• Given problem:
Rewrite the listing below as a JSON array of strings with one string per line. Skip blank lines and leave out the pictures.

• Supplied material:
BEGIN
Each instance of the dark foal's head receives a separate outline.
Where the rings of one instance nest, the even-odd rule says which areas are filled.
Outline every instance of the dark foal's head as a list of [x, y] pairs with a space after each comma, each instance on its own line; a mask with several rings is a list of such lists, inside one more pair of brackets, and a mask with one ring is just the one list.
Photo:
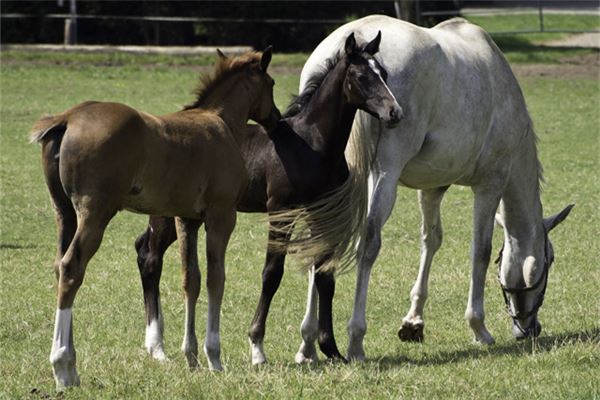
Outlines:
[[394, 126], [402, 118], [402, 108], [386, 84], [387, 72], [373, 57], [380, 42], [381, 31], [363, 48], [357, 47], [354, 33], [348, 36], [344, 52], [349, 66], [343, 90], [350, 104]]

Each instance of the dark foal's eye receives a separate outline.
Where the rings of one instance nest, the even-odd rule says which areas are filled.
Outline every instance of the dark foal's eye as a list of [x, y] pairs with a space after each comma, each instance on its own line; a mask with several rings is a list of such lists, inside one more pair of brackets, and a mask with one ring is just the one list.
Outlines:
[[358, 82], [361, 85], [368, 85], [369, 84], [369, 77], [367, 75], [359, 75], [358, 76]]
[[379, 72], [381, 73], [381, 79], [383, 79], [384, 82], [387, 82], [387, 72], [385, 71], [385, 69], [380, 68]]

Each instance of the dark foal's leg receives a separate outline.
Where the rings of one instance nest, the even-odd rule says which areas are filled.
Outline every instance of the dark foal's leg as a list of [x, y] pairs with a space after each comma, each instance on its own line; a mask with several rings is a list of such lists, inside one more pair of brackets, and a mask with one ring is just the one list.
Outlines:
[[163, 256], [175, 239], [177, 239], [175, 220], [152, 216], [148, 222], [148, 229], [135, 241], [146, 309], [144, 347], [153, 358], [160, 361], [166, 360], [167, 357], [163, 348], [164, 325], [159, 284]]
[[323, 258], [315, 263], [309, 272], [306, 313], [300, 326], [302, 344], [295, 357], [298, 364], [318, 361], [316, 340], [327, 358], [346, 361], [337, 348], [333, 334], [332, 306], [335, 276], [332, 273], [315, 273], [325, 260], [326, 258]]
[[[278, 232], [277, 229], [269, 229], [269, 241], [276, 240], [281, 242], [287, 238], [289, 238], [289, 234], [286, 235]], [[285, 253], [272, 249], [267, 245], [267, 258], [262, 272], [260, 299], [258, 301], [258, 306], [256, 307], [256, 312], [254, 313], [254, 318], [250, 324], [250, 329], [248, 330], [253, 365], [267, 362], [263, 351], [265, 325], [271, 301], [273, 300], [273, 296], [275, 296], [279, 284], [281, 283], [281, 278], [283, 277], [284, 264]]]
END
• Answer for this exercise:
[
  "Each instance of the dark foal's head receives a separate outline.",
  "Where the rings of one instance nest, the even-odd rule says which areas are filled.",
  "Outline every instance of the dark foal's head as a list of [x, y] pairs with a space after each comma, each instance on its own line; a mask with several rings is a list of such lists, inside one more pair of brackets, and a mask with one ring is just the one list.",
  "Photo:",
  "Outlines:",
  "[[394, 126], [402, 118], [402, 108], [386, 84], [387, 72], [373, 57], [380, 42], [381, 31], [363, 48], [357, 47], [354, 33], [348, 36], [344, 52], [349, 66], [343, 90], [350, 104]]",
  "Each instance of the dark foal's eye receives a separate outline.",
  "Where the rings of one instance nest, the even-odd rule says which areas are filled.",
  "Outline every instance of the dark foal's eye as a list of [x, y] pairs with a space after each comma, each instance on its own line; a mask with several rings is a list of such lists, inside one more pair of brackets, and a mask with one ring is just the one list.",
  "Outlines:",
  "[[358, 82], [361, 85], [368, 85], [369, 84], [369, 77], [367, 75], [359, 75], [358, 76]]",
  "[[379, 72], [381, 73], [381, 79], [383, 79], [384, 82], [387, 82], [387, 72], [385, 71], [385, 69], [380, 68]]",
  "Each instance of the dark foal's leg receives a separate outline.",
  "Where the rings of one instance nest, the even-odd rule says which areas are filled.",
  "Outline every instance of the dark foal's leg as a list of [x, y] pairs with a space after each comma, each instance on its own line; a mask with several rings is a list of such lists, inside one more pair of brackets, and a mask with one ring is just the one list.",
  "Outlines:",
  "[[163, 256], [175, 239], [177, 239], [175, 220], [152, 216], [148, 222], [148, 229], [135, 241], [146, 309], [144, 347], [153, 358], [160, 361], [166, 360], [167, 357], [163, 348], [164, 325], [159, 284]]",
  "[[323, 258], [315, 263], [309, 272], [306, 313], [300, 326], [302, 344], [295, 357], [298, 364], [318, 361], [316, 340], [327, 358], [346, 361], [337, 348], [333, 334], [332, 306], [335, 276], [332, 273], [315, 273], [325, 260], [326, 258]]",
  "[[[278, 232], [277, 229], [269, 229], [269, 241], [276, 240], [281, 242], [287, 238], [289, 238], [289, 234], [286, 235]], [[285, 253], [272, 249], [267, 245], [267, 258], [262, 272], [260, 299], [258, 301], [258, 306], [256, 307], [256, 312], [254, 313], [254, 318], [250, 324], [250, 329], [248, 330], [253, 365], [267, 362], [263, 351], [265, 325], [271, 301], [273, 300], [273, 296], [275, 296], [279, 284], [281, 283], [281, 278], [283, 277], [284, 264]]]"
]